*** Opening RECORDS FOR THE TASK ***
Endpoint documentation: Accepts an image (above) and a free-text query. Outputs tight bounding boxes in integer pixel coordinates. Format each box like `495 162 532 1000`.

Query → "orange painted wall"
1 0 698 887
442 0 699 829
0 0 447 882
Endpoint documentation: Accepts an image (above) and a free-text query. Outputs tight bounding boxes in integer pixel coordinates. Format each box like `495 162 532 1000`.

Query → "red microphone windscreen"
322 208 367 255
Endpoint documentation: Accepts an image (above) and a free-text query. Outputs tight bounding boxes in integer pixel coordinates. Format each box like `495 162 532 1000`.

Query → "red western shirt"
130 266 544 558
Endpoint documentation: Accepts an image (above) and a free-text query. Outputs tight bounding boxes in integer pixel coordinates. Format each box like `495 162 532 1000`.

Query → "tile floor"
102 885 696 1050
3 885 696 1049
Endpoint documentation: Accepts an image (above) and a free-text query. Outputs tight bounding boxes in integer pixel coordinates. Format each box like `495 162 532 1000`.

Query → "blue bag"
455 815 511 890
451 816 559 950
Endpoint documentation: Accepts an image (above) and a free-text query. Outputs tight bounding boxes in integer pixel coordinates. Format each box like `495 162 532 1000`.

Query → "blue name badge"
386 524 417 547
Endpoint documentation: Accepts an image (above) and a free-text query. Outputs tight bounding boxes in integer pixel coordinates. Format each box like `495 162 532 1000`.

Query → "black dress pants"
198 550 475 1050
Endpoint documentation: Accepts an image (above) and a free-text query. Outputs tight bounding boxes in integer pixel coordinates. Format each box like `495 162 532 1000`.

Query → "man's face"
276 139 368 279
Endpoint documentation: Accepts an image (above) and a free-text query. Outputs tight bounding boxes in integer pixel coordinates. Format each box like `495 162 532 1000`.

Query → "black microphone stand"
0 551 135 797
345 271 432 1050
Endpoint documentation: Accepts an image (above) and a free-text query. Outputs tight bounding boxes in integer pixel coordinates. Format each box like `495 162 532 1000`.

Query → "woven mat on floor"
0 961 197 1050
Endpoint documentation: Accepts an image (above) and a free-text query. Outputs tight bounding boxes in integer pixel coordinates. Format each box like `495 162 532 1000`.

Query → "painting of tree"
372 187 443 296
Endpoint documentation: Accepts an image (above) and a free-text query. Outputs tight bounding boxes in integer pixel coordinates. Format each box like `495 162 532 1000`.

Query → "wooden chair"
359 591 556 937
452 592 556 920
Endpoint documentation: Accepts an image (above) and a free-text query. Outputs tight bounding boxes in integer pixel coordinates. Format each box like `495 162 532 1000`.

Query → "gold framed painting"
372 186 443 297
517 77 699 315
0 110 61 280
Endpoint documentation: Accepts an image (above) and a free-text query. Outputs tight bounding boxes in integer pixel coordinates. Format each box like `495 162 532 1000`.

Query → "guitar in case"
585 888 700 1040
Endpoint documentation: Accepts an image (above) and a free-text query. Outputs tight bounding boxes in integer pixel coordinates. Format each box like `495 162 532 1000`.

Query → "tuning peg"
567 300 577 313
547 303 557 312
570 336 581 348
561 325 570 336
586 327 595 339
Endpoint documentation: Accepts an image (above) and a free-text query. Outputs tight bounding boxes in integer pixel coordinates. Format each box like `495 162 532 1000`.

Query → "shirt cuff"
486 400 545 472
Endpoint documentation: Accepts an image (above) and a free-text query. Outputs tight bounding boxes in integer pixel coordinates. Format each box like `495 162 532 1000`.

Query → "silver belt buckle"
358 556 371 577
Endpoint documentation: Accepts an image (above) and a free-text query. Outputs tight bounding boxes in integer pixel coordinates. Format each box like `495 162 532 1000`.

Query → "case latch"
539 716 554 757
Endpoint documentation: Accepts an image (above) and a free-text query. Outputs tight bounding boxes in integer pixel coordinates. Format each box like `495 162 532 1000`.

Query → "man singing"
*** Closing RECORDS FOR THE TASK ***
**PROBLEM STATEMENT:** Return the entries above exactly as they appear.

**WRITTEN SOLUTION:**
Endpoint documentation: Accepts an image (above) and a free-text query. Outputs tight bounding boxes in integer pixel coordinates. Format each box like `495 162 532 1000`.

Query → "orange painted wall"
1 0 698 887
442 0 699 829
0 0 447 882
Endpoint documentation: Accepts an image (above) and a free-text query. Outputs tight bounding boxes in integer pixel coordinates. Format each box like `495 162 532 1000`.

Query → "red microphone windscreen"
322 208 367 255
Endpoint documentation: Accepts an image (above) and a free-text query. Outputs tight bounding boxes in integer pixel coordinates. Format each box like `495 162 532 1000`.

Query → "red western shirt"
130 266 544 558
Endpoint documentation: Accepts an image (above) and a free-text query. Outputs tight bounding boxes in integer pixel coordinates. Format each box like `495 162 532 1000`.

Query → "tile floor"
102 885 696 1050
3 885 696 1049
Endpoint documentation: Accepts an image (above) and a free-text query. Outputs tight bounding boxes in integer pixel coordinates. Format each box like `495 162 532 1000`.

Query → "blue bag"
455 815 511 890
451 816 559 950
Endpoint documentation: Accepts an image (above) and a free-text query. Outputs tight bounding boxes in integer pixel coordinates. Format each box like `495 162 532 1000`.

Query → "blue name badge"
386 524 417 547
Endpoint documentation: Accepts an image (above) and a free-text query. Outputs tight bounding boxes in integer pixel coordinates. Format each box like `495 162 532 1000`.

Query → "black dress pants"
198 550 475 1050
Endpoint documentation: Accepts an image (above) and a free-text query. Outputs tight bounding boxes in integer pixel coordinates. Format each box like `495 162 532 1000`.

Query → "man's face"
276 139 368 279
Endpoint documentation: Accepts an image (above) and a free-text query. Outputs tight bounding boxes in integer pixel coordinates. Format each box like `495 162 532 1000`.

Query → "black microphone stand"
0 551 135 797
345 271 432 1050
Endpoint documentation: Accepts an image (above) and a free-text query. Outputs tight bounding boxes in integer pixel coordinates. Format each box like `495 162 532 1000`.

Query → "woven mat on floor"
0 961 197 1050
Endpoint documentation: Accepts an image (above) and a free-text query. Outputs tight bounding boxes in integer pixel coordinates. Format each box like `495 162 532 1000`.

Query → "painting of tree"
372 187 443 296
Endpoint documentation: Accepts an image (above) and a free-text query. Outputs tight bounding boxes in integer pixel coordinates. Format each box like `495 162 532 1000`.

Query → "wooden chair"
359 591 556 937
452 592 556 920
Endpoint documentation: Accepts an image (above) and a free-text query. Outputs tight bounding boxes in integer pixel coordinates. Format each box like `495 162 532 1000`.

Query → "gold framed painting"
372 186 443 297
517 77 699 315
0 110 61 280
Endpoint documentation: Accepts an image (above) and a free-text query. Outputs tight bounding boxes in integer pixel coordinates. Format each box like `495 162 532 1000`.

Query → "guitar in case"
585 888 700 1040
Endpoint documentation: Accepts an image (above) and a free-text query. Outputs tight bounding boxes in integer pixel coordinates. Format each box like `495 162 532 1000`.

Query → "tuning peg"
567 300 577 313
547 303 557 312
570 336 581 348
561 325 570 336
586 327 595 339
Endpoint documentation: Accepts an image (above) and a free-text query. Outputs tight bounding boxes in integer pixel coordinates. Format each box like `495 162 532 1000`.

Query → "shirt cuff"
486 400 545 472
Endpoint documentation: Accepts an image (above) and a free-text query. Outputs tight bounding boxes in integer pixel coordinates. Format each box like `495 162 532 1000`.

Query → "silver belt buckle"
358 556 371 577
Endpoint documentation: Accepts an image (above) and a free-text query. Outputs tight bounding boxes in integer pixel coordinates. Format each box like `495 162 532 1000`.

Query → "case latch"
539 716 554 757
Endpoint documentation: Accepts an image (above) and a free-text query. Outputs tight bounding boxes in integer pixel coordinates. Format each box like `495 162 532 1000`.

Query → "man singing"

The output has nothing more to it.